(Image-grounded pointing data)
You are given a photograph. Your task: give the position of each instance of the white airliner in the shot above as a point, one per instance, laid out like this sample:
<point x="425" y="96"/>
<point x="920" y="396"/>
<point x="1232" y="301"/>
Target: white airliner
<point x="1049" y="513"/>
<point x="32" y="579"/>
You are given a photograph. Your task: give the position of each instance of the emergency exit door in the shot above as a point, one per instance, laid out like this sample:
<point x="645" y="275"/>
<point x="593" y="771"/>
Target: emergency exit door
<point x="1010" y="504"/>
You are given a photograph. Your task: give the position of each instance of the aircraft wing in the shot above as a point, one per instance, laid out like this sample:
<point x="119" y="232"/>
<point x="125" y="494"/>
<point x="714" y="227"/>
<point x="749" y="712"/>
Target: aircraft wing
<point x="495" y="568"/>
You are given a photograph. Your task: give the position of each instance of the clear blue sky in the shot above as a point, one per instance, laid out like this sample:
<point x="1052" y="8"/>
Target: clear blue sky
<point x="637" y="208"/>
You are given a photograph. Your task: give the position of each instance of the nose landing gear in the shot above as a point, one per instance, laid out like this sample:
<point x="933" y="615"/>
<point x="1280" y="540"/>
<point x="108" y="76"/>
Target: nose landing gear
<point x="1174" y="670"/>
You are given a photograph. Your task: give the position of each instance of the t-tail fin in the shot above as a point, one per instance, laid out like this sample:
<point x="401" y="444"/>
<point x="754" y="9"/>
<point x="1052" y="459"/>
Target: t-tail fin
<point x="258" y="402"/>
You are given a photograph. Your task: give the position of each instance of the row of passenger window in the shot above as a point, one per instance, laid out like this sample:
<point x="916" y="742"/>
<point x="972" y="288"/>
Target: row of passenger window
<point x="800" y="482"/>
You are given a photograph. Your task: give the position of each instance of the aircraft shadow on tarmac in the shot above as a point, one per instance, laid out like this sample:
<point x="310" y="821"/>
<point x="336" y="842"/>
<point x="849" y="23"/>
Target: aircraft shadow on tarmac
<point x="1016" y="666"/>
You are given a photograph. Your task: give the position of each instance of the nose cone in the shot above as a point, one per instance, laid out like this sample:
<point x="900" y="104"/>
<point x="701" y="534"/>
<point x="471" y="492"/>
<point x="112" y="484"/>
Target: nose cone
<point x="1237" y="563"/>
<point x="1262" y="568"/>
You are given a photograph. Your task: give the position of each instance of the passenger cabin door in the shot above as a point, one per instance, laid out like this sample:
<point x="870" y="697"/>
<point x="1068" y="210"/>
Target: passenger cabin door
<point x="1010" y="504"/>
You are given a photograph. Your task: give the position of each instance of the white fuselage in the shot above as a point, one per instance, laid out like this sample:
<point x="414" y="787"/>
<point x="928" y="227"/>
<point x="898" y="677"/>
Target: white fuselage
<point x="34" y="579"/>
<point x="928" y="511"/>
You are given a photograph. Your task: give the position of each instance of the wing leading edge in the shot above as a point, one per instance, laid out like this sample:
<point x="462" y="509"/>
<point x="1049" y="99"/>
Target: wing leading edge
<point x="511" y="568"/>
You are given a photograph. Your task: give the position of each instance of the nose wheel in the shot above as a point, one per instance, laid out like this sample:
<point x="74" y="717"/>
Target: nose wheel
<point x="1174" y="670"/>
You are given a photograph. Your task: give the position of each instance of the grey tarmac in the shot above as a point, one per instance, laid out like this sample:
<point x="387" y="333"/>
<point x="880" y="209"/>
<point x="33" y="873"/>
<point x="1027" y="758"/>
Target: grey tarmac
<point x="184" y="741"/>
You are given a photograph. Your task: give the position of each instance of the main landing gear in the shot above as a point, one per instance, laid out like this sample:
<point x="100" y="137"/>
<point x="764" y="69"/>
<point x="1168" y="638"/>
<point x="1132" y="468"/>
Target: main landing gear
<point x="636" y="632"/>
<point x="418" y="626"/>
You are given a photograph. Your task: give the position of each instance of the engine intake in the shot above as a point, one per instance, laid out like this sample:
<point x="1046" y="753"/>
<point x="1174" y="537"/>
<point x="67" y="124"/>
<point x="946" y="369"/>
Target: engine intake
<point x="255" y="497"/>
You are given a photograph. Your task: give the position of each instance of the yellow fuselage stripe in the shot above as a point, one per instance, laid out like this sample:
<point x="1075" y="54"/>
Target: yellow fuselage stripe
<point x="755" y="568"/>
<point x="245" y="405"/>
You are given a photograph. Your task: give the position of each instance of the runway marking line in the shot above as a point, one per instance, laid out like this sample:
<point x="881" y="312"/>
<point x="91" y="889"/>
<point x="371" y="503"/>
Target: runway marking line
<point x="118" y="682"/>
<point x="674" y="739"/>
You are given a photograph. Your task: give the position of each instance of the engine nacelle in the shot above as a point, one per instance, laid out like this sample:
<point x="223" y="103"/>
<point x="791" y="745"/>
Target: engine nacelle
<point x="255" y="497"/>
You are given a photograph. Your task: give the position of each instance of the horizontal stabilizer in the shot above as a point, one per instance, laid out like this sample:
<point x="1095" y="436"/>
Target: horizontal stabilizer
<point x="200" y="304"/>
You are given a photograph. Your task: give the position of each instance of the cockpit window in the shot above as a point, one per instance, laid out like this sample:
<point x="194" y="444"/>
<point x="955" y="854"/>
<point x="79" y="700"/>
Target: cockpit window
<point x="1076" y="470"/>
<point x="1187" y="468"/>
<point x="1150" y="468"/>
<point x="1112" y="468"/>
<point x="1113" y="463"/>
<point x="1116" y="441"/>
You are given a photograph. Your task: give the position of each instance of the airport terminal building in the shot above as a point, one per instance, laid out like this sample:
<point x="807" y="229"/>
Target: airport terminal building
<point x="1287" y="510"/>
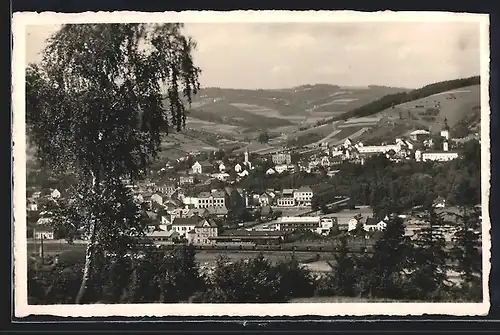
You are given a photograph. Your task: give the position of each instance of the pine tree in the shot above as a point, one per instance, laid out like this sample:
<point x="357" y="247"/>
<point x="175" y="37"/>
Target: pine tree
<point x="95" y="107"/>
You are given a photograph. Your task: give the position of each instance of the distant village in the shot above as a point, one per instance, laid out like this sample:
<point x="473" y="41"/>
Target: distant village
<point x="182" y="206"/>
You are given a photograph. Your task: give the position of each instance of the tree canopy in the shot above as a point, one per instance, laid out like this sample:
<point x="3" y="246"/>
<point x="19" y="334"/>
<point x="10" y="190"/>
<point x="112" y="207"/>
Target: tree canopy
<point x="95" y="107"/>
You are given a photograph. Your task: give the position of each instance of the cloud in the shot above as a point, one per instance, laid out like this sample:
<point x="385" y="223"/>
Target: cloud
<point x="274" y="55"/>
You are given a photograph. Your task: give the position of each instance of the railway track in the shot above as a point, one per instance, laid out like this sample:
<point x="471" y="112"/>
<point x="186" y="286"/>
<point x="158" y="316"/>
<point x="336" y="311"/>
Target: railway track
<point x="273" y="248"/>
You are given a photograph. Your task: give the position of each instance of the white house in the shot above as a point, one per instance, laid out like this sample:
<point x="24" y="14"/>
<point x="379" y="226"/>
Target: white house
<point x="243" y="173"/>
<point x="372" y="224"/>
<point x="347" y="143"/>
<point x="221" y="176"/>
<point x="238" y="168"/>
<point x="442" y="156"/>
<point x="55" y="194"/>
<point x="325" y="226"/>
<point x="197" y="169"/>
<point x="416" y="135"/>
<point x="32" y="206"/>
<point x="264" y="199"/>
<point x="44" y="221"/>
<point x="303" y="196"/>
<point x="352" y="224"/>
<point x="45" y="233"/>
<point x="184" y="225"/>
<point x="157" y="198"/>
<point x="325" y="161"/>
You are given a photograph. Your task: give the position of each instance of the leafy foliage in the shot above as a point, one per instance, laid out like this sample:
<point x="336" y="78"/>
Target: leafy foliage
<point x="429" y="278"/>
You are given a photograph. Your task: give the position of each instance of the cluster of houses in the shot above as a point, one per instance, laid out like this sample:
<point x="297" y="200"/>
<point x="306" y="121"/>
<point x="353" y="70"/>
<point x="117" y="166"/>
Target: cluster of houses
<point x="418" y="146"/>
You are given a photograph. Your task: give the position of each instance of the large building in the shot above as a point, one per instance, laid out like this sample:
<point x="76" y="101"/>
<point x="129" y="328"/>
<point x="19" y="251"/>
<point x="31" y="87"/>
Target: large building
<point x="281" y="158"/>
<point x="303" y="196"/>
<point x="250" y="237"/>
<point x="439" y="156"/>
<point x="215" y="199"/>
<point x="203" y="232"/>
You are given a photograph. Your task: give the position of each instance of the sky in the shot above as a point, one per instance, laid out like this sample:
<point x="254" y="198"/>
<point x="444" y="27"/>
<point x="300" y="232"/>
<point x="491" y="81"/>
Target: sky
<point x="282" y="55"/>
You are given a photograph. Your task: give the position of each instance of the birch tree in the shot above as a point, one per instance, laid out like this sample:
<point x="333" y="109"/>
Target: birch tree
<point x="95" y="107"/>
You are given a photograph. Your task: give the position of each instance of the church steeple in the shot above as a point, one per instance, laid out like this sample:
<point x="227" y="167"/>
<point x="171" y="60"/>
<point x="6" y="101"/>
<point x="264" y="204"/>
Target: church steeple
<point x="445" y="132"/>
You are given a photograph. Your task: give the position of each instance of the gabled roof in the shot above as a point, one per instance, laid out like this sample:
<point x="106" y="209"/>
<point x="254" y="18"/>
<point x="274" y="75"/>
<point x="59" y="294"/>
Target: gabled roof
<point x="206" y="164"/>
<point x="419" y="132"/>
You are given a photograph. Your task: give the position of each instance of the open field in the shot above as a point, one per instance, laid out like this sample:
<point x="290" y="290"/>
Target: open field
<point x="275" y="109"/>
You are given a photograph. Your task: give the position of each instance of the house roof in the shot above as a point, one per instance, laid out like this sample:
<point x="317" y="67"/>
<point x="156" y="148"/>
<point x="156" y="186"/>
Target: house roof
<point x="304" y="189"/>
<point x="190" y="221"/>
<point x="243" y="232"/>
<point x="217" y="210"/>
<point x="163" y="233"/>
<point x="43" y="228"/>
<point x="216" y="194"/>
<point x="419" y="132"/>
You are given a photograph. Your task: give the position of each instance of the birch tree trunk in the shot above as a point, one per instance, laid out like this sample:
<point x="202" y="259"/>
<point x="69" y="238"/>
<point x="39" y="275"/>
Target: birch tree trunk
<point x="91" y="248"/>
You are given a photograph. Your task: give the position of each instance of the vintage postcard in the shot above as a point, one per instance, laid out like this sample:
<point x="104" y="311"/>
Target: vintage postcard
<point x="251" y="163"/>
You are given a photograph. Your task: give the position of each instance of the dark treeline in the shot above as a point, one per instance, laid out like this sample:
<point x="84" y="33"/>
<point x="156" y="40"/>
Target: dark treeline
<point x="391" y="100"/>
<point x="399" y="269"/>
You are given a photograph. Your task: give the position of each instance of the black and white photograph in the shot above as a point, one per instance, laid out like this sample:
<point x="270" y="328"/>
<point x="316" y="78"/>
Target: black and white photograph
<point x="251" y="163"/>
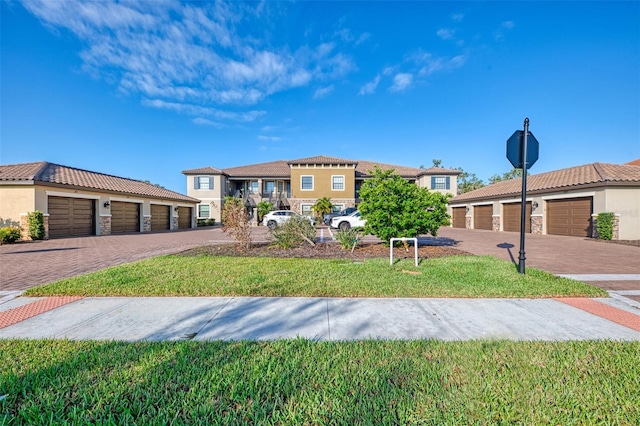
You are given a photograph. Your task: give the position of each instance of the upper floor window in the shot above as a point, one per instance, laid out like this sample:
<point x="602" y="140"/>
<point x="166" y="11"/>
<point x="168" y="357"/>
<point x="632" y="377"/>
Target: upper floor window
<point x="203" y="182"/>
<point x="337" y="183"/>
<point x="269" y="186"/>
<point x="306" y="209"/>
<point x="440" y="182"/>
<point x="204" y="210"/>
<point x="306" y="183"/>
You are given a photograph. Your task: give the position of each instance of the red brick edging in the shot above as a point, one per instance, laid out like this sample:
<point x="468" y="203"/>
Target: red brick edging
<point x="605" y="311"/>
<point x="15" y="315"/>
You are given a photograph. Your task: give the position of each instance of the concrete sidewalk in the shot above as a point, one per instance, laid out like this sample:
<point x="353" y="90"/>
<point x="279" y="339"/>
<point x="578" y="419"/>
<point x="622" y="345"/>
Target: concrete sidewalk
<point x="237" y="318"/>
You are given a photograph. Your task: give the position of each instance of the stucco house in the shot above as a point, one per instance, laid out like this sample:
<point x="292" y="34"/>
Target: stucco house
<point x="560" y="202"/>
<point x="78" y="202"/>
<point x="298" y="184"/>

PROMPT: Look back at the entries above and repeat, unchanged, every line from the line holding "of the horizontal" through the line holding "of the airport".

PROBLEM SOLUTION:
You are given a photograph. Your task: give the position of each instance of the horizontal stabilizer in the shot above as a point, one per instance, laid out like this sample:
<point x="1095" y="436"/>
Target: horizontal stabilizer
<point x="200" y="304"/>
You are given a photograph. Your task: give the position of each instance of the cockpit window in the shot above as a point, one per instance, laid out like this sample:
<point x="194" y="444"/>
<point x="955" y="854"/>
<point x="79" y="700"/>
Target: cockpit window
<point x="1076" y="470"/>
<point x="1187" y="468"/>
<point x="1150" y="468"/>
<point x="1112" y="468"/>
<point x="1113" y="463"/>
<point x="1116" y="441"/>
You are given a photograph. Your task: give the position of each instance of the airport terminal building in the shot above as a point, one per instance, laid out like this sample:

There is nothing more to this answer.